CONSIGNE
Prolongez, s'il vous plaît, le passage ci-dessous sur le lait vu par la chimie du temps de Rousseau, en reprenant juste après sa dernière phrase.

PASSAGE FOURNI
┄┄┄┄┄┄

Le lait, bien qu’élaboré dans le corps de l’animal, est une substance végétale ; son analyse le démontre, il tourne facilement à l’acide ; et, loin de donner aucun vestige d’alcali volatil, comme font les substances animales, il donne, comme les plantes, un sel neutre essentiel. Le lait des femelles herbivores est plus doux et plus salutaire que celui des carnivores. Formé d’une substance homogène à la sienne, il en conserve mieux sa nature, et devient moins sujet à la putréfaction .

(Rousseau 1969, 274)

Faire du lait « une substance végétale » a l’air d’une extravagance. Tout s’éclaire pourtant lorsque l’on songe que Rousseau et les autres scientifiques du temps considèrent la chimie comme la science dont l’objet est la « propre substance » des corps (et non pas leur forme extérieure ou les rapports que ces derniers entretiennent entre eux, comme le fait la physique)[16]. La crème, les fraises, les asperges ou la farine de blé noir ont des aspects fort différents, bien sûr, mais cela ne devrait laisser présager en rien de leur composition chimique. Celle-ci se dévoile au cours de la phase de fermentation, c’est-à-dire de décomposition. La fermentation de la viande prend la forme d’une putréfaction (ou « fermentation putride ») qui produit des « alcalis » (son pH augmente, dirions-nous aujourd’hui ; il devient basique)[17]. Cette alcalinisation favorise l’apparition de vers et de parasites ; en consommant de la viande ou du bouillon de viande, les nourrices rendent leur corps, et par conséquent leur lait, plus alcalin. Aussi les enfants nourris par des femmes non végétariennes seraient-ils « plus sujets à la colique et aux vers que les autres (Rousseau 1969, 275) ».

┄┄┄┄┄┄

[Entrées extraites]
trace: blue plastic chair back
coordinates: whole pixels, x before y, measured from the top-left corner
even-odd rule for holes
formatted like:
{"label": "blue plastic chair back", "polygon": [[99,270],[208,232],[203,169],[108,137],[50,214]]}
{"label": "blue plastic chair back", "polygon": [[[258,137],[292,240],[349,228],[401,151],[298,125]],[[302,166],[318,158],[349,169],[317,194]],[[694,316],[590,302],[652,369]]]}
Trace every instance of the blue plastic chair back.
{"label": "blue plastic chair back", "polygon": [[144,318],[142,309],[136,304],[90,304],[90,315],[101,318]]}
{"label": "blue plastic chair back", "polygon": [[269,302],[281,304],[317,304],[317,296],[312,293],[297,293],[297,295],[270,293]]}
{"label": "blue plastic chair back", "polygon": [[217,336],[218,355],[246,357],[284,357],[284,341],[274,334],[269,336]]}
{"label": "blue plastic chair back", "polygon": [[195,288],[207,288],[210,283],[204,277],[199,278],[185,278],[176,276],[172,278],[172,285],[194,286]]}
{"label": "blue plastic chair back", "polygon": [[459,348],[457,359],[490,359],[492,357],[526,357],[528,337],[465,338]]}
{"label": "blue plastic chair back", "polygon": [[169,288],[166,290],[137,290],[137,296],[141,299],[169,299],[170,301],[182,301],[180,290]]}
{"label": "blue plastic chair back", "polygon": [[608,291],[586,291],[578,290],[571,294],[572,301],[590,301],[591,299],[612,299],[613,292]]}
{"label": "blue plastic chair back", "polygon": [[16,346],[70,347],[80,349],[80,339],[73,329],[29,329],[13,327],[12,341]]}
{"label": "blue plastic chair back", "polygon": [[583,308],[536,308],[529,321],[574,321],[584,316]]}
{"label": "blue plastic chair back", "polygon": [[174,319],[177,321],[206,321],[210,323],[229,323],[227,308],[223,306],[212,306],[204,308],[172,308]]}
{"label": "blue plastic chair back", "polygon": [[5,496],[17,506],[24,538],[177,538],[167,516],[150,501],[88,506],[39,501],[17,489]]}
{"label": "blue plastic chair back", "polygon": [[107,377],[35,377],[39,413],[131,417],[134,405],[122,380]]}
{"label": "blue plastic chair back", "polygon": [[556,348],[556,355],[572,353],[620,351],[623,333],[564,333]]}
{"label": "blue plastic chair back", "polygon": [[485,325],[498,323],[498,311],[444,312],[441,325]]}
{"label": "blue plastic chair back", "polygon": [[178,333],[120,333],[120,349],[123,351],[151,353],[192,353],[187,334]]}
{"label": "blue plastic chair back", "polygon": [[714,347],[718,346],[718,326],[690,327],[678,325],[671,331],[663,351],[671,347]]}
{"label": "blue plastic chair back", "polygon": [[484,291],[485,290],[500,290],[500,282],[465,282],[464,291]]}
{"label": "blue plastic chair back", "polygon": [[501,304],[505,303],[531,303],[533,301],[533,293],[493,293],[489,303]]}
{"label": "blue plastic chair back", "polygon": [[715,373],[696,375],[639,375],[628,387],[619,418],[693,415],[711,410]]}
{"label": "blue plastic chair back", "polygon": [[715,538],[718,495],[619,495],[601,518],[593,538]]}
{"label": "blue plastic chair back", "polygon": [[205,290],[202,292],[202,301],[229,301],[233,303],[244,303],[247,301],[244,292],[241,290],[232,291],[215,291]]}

┄┄┄┄┄┄

RÉPONSE CI-DESSOUS
Contrairement à la viande, les laitages et les végétaux se décomposent en tournant « à l’acide », c’est-à-dire en tendant vers un pH faible. Ils partageraient donc fondamentalement la même composition[18]. Cela explique que les femmes végétariennes font de meilleures nourrices et que l’on voit les femelles des animaux carnivores manger de l’herbe : « Les femmes mangent du pain, des légumes, du laitage : les femelles des chiens et des chats en mangent aussi ; les louves même paissent. Voilà des sucs végétaux pour leur lait. Reste à examiner celui des espèces qui ne peuvent absolument se nourrir que de chair, s’il y en a de telles, de quoi je doute (Rousseau 1969, 275). »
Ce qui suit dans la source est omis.